§ **Task**
Edit the article about the proposed EU technology institute: copy it out starting with "Brussels has been" and going on through "industry and academia.", with "Initially" changed to "Originally".

§ **Text passage**
____________
EU wants tech institute to fight climate change

EU wants tech institute to fight climate change

European commission president José Manuel Barroso today linked the proposed European Institute of Technology to the debate on global warming.

Speaking in Brussels after a meeting with an advisory panel of energy and climate change experts, Barroso said the EU will need to pool research if it wants to achieve the technological breakthroughs necessary to tackle global warming.

“If I was already convinced of the need of an European institute of technology,  I am now five times more convinced”, he told the press.

The EIT should be “first and foremost devoted to energy policy, energy security and climate change”, Barroso stressed.

Brussels has been calling to set up the EIT since 2005.

Initially modelled in the USA’s Massachusetts Institute of Technology (MIT), the latest version is a network of knowledge and innovation communities embracing both industry and academia.

Members of the advisory panel on climate change include Sir Nicholas Stern, author of the influential Stern report of the economics of climate change, the EU environment commissioner Stavros Dimas and the head of the International Energy Agency Claude Mandil.

“This is not a propaganda panel. This is a panel with the world’s top experts on climate change”, Barroso said.

The European commission is also set to push for a deal on CO2 cuts at G8 level in order to get all the world's major industrial economies on board. 

Barroso emphasised that the commission has made a point of having the German presidency's sherpa to the G8 Hans Joachim Schellnhuber among the members of the advisory panel.
____________
§ **Given information**

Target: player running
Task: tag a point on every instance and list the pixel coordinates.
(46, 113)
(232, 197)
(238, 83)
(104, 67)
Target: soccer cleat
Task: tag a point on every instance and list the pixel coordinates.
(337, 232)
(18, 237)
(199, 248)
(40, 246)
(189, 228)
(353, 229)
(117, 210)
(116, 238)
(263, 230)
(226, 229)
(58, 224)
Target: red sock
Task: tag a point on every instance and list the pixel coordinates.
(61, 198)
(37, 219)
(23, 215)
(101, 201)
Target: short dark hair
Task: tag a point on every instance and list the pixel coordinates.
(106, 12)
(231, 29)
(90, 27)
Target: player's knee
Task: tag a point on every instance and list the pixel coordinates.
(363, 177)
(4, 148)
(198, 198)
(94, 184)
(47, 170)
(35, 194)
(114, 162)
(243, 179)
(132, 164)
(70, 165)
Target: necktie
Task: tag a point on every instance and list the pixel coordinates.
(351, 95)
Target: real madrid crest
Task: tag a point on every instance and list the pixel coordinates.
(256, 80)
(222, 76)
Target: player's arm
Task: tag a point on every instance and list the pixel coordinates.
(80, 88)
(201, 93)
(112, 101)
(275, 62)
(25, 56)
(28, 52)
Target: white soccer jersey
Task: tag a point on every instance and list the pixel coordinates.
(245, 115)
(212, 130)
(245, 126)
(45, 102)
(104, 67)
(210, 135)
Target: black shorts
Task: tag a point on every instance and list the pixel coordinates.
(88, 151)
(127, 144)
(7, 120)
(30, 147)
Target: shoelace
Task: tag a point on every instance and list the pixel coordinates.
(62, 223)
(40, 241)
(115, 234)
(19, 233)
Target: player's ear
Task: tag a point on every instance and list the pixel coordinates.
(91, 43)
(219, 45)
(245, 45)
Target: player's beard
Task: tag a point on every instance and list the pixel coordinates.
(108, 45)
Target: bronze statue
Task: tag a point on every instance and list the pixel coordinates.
____________
§ **Solution to the problem**
Brussels has been calling to set up the EIT since 2005.

Originally modelled in the USA’s Massachusetts Institute of Technology (MIT), the latest version is a network of knowledge and innovation communities embracing both industry and academia.